* Begin *

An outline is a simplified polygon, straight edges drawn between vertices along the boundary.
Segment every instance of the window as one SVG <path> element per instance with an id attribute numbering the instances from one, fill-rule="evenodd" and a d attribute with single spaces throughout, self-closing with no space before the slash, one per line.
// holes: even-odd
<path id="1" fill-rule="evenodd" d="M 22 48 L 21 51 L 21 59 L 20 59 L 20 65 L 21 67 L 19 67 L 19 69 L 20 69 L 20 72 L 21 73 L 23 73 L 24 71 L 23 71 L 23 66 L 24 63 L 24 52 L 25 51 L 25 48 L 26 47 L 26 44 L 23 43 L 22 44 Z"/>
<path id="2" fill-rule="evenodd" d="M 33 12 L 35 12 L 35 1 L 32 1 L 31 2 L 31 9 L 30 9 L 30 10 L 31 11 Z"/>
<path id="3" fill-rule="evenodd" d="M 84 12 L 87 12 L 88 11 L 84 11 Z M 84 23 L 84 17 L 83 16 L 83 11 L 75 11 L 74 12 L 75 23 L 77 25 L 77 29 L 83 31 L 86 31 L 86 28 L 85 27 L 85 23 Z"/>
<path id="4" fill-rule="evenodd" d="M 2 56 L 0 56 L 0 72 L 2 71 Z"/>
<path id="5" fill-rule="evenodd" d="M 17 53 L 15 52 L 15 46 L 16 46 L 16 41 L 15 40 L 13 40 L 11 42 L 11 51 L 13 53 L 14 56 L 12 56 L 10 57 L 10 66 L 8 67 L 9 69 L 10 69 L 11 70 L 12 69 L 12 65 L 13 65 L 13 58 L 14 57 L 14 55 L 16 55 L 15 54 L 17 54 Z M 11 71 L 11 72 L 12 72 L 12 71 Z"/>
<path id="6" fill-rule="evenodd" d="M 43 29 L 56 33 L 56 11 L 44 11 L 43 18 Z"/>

* End *

» EXERCISE PROMPT
Print every line of the records above again, character for character, with nothing added, dropped, or changed.

» CORRECT OUTPUT
An outline is a simplified polygon, straight edges drawn between vertices along the boundary.
Segment every instance of the window as one SVG <path> element per instance with an id attribute numbering the instances from one, fill-rule="evenodd" and a d attribute with single spaces throughout, self-closing with no space before the slash, one per line.
// holes: even-odd
<path id="1" fill-rule="evenodd" d="M 22 48 L 21 51 L 21 59 L 20 59 L 20 65 L 21 67 L 19 67 L 19 69 L 20 69 L 20 72 L 21 73 L 23 73 L 24 71 L 23 71 L 23 66 L 24 63 L 24 52 L 25 51 L 25 48 L 26 47 L 26 44 L 23 43 L 22 44 Z"/>
<path id="2" fill-rule="evenodd" d="M 33 12 L 35 12 L 35 1 L 32 1 L 31 2 L 31 9 L 30 9 L 30 10 L 31 11 Z"/>
<path id="3" fill-rule="evenodd" d="M 84 12 L 87 12 L 88 11 L 84 11 Z M 84 23 L 84 17 L 83 16 L 83 11 L 75 11 L 74 12 L 75 23 L 77 25 L 77 29 L 83 31 L 86 31 L 86 28 L 85 27 L 85 23 Z"/>
<path id="4" fill-rule="evenodd" d="M 2 56 L 0 56 L 0 72 L 2 71 Z"/>
<path id="5" fill-rule="evenodd" d="M 17 53 L 15 52 L 15 46 L 16 46 L 16 41 L 15 40 L 13 40 L 11 42 L 11 51 L 13 53 L 14 56 L 12 56 L 10 57 L 10 66 L 8 67 L 9 69 L 10 69 L 11 70 L 12 69 L 12 65 L 13 65 L 13 58 L 14 57 L 14 55 L 16 55 L 15 54 L 17 54 Z M 11 71 L 11 72 L 12 72 L 12 71 Z"/>
<path id="6" fill-rule="evenodd" d="M 43 29 L 56 33 L 56 11 L 44 11 L 43 18 Z"/>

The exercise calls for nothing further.